▶ [SHORT PROBLEM]
Return the exact lines spanning from the line with "formatted like (393,199)." through the last line of the entries, boundaries included, and no others.

▶ [Some records]
--- Begin ---
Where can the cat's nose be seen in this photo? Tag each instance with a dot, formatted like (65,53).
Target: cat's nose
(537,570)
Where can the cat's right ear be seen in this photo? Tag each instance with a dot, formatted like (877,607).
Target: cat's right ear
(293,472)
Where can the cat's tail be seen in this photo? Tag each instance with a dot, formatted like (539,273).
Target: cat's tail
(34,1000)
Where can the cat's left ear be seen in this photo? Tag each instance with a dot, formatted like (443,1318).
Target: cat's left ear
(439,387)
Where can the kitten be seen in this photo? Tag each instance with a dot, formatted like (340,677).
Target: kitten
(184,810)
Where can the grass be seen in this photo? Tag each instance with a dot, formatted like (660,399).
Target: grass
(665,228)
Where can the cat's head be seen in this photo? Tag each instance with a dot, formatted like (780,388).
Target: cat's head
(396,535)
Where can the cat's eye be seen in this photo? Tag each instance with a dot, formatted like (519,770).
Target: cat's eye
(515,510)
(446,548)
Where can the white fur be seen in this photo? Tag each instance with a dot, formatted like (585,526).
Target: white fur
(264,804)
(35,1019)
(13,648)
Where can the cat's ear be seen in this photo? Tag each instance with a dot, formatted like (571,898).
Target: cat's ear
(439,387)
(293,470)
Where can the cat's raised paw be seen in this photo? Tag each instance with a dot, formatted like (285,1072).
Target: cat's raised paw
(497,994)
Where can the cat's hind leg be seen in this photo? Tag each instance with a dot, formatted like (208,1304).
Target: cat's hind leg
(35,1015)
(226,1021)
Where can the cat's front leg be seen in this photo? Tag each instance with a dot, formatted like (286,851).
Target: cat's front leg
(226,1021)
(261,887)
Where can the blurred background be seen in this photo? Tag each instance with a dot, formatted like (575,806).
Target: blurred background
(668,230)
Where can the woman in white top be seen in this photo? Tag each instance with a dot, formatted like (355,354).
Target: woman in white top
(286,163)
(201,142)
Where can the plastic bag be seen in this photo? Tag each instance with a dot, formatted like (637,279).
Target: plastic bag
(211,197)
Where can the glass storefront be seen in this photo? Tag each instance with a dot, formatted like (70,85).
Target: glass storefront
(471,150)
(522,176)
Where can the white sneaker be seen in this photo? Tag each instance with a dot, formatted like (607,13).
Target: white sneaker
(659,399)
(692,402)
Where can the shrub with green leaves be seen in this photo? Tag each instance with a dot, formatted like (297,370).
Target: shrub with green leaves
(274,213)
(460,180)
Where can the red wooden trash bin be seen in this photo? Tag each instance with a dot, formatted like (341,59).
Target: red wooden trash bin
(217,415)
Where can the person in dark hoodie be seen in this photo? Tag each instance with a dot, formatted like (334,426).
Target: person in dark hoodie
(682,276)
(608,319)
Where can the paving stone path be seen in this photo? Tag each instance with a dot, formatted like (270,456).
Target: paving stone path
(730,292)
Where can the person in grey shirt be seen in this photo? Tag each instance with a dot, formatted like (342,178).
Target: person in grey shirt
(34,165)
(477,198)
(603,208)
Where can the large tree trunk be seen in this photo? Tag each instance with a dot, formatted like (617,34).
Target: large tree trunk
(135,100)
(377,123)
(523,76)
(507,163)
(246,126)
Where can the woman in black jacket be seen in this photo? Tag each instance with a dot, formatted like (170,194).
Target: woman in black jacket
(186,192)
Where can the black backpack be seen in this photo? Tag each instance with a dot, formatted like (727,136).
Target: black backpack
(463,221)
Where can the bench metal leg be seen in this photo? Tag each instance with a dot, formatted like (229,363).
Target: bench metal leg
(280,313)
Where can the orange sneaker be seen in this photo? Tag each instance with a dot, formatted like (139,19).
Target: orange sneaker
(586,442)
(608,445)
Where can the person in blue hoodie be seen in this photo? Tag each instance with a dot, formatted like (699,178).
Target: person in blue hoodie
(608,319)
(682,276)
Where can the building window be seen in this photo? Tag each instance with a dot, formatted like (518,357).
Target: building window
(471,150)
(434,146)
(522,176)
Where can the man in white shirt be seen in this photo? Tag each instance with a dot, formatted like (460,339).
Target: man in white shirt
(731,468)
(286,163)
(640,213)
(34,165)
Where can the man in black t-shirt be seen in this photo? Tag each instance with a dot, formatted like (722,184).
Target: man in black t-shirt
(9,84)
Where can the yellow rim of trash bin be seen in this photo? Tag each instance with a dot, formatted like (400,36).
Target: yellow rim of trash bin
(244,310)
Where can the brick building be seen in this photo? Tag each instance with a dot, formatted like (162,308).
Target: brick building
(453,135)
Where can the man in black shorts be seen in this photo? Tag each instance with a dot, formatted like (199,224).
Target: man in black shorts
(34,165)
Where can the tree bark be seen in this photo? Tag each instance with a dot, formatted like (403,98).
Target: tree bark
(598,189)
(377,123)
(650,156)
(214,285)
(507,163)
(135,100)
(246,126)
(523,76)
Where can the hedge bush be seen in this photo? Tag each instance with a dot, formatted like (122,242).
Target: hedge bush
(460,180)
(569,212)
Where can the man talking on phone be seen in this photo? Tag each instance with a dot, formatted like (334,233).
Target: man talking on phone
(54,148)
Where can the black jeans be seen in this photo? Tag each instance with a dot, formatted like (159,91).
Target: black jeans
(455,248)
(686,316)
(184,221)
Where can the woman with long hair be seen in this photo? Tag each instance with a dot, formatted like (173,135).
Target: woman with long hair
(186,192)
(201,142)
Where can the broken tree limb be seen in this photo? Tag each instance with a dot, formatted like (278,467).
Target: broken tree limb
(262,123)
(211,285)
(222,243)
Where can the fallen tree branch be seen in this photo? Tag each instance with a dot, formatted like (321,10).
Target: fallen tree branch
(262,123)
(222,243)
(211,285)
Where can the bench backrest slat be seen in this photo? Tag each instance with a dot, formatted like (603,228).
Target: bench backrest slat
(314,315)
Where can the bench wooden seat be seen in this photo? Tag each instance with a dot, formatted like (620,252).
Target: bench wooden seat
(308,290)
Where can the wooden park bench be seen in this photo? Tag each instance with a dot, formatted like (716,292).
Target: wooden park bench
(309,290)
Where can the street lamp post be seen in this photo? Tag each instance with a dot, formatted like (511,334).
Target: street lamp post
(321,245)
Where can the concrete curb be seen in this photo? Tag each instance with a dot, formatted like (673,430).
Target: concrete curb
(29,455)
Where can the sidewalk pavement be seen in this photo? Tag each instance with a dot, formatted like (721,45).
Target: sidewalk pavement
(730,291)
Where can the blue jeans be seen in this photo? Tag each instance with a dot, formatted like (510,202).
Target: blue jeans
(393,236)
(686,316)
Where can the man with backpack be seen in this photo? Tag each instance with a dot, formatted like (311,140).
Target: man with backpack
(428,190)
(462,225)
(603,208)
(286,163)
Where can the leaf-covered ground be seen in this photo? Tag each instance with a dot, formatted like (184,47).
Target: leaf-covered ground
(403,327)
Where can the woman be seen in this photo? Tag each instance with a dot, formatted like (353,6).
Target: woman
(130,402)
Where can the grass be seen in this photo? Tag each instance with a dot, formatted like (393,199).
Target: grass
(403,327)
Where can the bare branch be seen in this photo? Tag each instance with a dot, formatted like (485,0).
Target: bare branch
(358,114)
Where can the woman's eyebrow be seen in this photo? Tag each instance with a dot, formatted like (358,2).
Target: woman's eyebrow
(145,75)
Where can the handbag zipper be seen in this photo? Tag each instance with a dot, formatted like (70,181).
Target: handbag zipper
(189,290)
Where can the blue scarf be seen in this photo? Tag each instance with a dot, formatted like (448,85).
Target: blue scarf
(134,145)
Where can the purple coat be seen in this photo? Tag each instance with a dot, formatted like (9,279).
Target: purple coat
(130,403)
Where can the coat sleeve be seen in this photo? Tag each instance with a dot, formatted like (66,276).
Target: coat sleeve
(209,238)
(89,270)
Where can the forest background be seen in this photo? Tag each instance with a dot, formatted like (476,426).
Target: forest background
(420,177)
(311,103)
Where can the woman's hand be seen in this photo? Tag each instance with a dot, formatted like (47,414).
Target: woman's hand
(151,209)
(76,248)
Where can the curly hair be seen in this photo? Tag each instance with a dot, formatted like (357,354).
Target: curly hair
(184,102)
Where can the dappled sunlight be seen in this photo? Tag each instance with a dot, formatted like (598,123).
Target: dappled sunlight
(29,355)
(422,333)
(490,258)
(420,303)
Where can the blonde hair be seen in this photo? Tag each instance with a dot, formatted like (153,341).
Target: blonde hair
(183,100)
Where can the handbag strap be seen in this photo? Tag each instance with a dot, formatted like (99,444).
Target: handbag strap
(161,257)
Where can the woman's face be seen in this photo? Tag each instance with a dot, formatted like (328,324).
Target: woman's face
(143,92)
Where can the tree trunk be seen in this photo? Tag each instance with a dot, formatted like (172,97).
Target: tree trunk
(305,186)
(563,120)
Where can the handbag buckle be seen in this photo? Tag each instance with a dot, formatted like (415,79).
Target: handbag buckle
--- End ---
▶ [TASK SOLUTION]
Where can the grass be seen in this photo? Tag each instance with a dot, formatted like (393,199).
Target: grass
(403,327)
Where can the bare branch be seen in this photo? Tag each instance with a dot, formatted like (485,0).
Target: bare branch
(358,114)
Where can the woman's eyebrow be seen in this photo? Tag each instance with a dot, formatted like (358,2).
Target: woman's eyebrow
(145,75)
Where can the handbag zipper be seen in this photo? Tag each instance with a dot, formatted like (70,181).
Target: handbag zipper
(189,290)
Where can the blue scarf be seen in this photo? Tag each instance with a dot, formatted like (448,85).
Target: blue scarf
(134,145)
Where can the purple coat be seen in this photo? Tag each instance with a dot, formatted like (9,279).
Target: purple coat
(130,403)
Where can the coat sleeve be seen in this photo? Tag each instance with a dot, formatted like (66,276).
Target: coat sleeve
(209,238)
(89,270)
Where can the forest background be seen in this photo? Tag each instance with a dot, formatted like (476,426).
Target: forest background
(420,177)
(311,103)
Where can the woman's hand be seen in this photo? Tag each instance with a dot, formatted like (47,414).
Target: woman's hand
(151,209)
(76,248)
Where can the curly hair be seen in this photo? Tag each instance with a dot, formatted like (357,354).
Target: curly hair
(184,102)
Where can the dappled sunlight be seen in this photo? Tag each instance with a dot, formatted like (598,123).
Target: dappled sunlight
(29,355)
(422,333)
(490,258)
(420,303)
Where can the blonde hair be seen in this photo? Tag each instance with a dot, formatted like (153,341).
Target: blonde hair
(183,100)
Where can the handbag strap be seen in this photo? Tag each instance with a dot, formatted like (99,444).
Target: handbag strap
(161,257)
Where can the woman's face be seen in this photo? Tag each instance with a dot, formatted like (328,324).
Target: woman's face
(143,92)
Where can the tree trunk be seen in this photo? Tag each instance with a dot, formatted like (172,97).
Target: tree trunk
(305,186)
(563,120)
Where can the handbag buckle be seen in this photo? Tag each instance with a dot, formatted like (415,79).
Target: handbag buckle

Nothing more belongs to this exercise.